__RECORDS__:
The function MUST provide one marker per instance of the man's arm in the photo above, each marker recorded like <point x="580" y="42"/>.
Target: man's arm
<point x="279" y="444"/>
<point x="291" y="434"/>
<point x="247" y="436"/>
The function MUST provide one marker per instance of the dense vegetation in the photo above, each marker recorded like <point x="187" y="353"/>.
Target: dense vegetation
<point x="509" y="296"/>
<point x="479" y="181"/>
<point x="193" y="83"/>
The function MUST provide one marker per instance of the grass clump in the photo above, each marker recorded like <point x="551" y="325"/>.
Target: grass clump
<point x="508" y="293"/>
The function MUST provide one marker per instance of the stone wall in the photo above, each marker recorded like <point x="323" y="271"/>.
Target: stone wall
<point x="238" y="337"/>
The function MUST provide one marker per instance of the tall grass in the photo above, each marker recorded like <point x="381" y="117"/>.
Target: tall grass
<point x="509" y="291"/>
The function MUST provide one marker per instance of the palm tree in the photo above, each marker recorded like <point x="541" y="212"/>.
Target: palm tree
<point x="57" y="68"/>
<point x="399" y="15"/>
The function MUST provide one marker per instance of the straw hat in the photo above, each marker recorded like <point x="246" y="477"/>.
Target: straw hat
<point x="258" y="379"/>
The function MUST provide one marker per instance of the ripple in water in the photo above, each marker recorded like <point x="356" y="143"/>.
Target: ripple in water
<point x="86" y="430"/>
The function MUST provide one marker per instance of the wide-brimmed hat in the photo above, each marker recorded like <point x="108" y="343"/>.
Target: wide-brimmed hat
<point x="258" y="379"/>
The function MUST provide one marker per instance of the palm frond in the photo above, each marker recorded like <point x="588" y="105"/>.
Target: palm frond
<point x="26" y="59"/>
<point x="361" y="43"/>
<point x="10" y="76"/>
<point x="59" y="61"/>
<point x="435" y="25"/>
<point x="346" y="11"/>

__TASK DESCRIPTION__: Check each line of the records above for the string "provide", and report every line that has it.

__RESULT__:
The function MUST provide one marker per instance of the man's arm in the photo above, each marker recorded like <point x="580" y="42"/>.
The function MUST provide one marker per instance of the dense vegetation in the photo above, each marker recorded like <point x="187" y="353"/>.
The function MUST provide one marker per instance of the grass clump in the photo above, each marker recorded like <point x="551" y="325"/>.
The function MUST provide one marker per instance of the stone wall in the photo above, each marker recorded like <point x="323" y="271"/>.
The function MUST provide one marker per instance of the tall grass in the photo above, each marker recorded like <point x="381" y="117"/>.
The function MUST provide one marker per instance of the palm tree in the photo above, each marker recorded like <point x="541" y="212"/>.
The function MUST provide one marker per instance of the straw hat in the photo above, each marker recorded like <point x="246" y="477"/>.
The function MUST provide one marker per instance of the ripple in water in the photo above, each marker recorded like <point x="356" y="143"/>.
The function MUST provide one marker per instance of the wide-brimmed hat in the photo above, each marker recorded like <point x="108" y="343"/>.
The function MUST provide one marker per instance of the palm frond in the photo above, each marker recorded like <point x="588" y="105"/>.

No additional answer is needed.